» Short task: Please return, without any change, the lines of the data below, starting at the line that contains "211, row 325." and ending at the line that contains "column 325, row 138". Include both of those lines.
● ● ● ● ● ● ●
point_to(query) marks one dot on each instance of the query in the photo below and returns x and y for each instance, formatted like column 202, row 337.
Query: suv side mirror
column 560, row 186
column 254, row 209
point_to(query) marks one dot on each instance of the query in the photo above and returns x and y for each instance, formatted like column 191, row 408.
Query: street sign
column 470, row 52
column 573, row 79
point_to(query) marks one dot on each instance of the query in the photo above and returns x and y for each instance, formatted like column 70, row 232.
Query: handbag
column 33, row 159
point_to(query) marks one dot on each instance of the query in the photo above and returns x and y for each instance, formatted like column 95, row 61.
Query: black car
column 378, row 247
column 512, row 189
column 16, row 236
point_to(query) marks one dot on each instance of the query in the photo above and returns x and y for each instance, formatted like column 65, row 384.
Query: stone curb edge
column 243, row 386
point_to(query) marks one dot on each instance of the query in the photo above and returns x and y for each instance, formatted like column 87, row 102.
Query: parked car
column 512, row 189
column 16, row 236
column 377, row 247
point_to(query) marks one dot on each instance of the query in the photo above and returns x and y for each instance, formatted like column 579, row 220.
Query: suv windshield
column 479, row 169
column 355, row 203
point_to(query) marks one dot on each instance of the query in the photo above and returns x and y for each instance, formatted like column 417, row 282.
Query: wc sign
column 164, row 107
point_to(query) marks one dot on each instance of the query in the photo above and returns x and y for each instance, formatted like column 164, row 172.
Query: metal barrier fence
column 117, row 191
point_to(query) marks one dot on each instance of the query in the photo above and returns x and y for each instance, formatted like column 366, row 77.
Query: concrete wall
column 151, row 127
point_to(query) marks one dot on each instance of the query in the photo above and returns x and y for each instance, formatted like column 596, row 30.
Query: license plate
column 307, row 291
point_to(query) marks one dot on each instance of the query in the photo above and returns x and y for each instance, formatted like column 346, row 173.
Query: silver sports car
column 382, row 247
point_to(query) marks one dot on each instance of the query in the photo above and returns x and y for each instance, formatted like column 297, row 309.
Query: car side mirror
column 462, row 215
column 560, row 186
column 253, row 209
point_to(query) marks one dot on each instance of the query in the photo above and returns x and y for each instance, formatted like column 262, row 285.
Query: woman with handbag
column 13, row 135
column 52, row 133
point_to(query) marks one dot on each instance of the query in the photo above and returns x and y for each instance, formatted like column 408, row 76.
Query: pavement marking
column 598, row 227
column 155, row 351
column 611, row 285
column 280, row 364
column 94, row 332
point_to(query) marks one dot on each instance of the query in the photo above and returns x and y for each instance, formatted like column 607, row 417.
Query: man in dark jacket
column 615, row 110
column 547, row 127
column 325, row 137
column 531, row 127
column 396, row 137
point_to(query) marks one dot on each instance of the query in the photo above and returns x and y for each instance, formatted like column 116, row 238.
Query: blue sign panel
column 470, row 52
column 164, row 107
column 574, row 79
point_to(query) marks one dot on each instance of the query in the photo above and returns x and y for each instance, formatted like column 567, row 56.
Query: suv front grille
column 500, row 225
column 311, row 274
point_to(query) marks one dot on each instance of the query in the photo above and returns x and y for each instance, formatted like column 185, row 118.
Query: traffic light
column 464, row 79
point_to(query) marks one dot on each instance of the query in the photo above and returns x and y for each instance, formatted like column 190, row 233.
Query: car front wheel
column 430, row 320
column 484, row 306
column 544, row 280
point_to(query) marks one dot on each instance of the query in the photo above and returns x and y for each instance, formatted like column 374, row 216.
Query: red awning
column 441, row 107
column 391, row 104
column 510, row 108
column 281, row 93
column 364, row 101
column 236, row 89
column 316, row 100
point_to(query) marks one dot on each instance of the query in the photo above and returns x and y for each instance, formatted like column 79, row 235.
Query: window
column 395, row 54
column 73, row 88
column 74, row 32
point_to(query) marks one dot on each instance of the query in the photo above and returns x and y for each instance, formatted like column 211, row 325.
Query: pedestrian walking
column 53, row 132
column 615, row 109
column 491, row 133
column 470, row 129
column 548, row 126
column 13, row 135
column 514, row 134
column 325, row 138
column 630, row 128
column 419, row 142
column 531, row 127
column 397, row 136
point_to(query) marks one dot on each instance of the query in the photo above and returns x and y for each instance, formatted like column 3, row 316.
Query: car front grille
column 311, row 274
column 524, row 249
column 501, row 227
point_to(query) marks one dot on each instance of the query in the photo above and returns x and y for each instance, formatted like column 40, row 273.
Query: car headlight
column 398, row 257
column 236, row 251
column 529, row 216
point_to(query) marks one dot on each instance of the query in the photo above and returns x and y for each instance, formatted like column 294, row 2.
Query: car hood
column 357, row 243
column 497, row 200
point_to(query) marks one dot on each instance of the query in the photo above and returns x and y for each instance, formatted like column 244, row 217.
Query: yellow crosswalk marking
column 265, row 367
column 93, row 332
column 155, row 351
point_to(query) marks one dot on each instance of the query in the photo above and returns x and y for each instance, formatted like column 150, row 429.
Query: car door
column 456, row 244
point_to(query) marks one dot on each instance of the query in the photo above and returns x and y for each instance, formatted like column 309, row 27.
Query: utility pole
● ● ● ● ● ● ●
» Result below:
point_to(query) marks one dot on each instance of the query in the photo above and returns x and y for each instance, formatted like column 211, row 325.
Query: pedestrian walking
column 53, row 132
column 615, row 109
column 491, row 133
column 470, row 129
column 548, row 126
column 13, row 135
column 514, row 134
column 325, row 138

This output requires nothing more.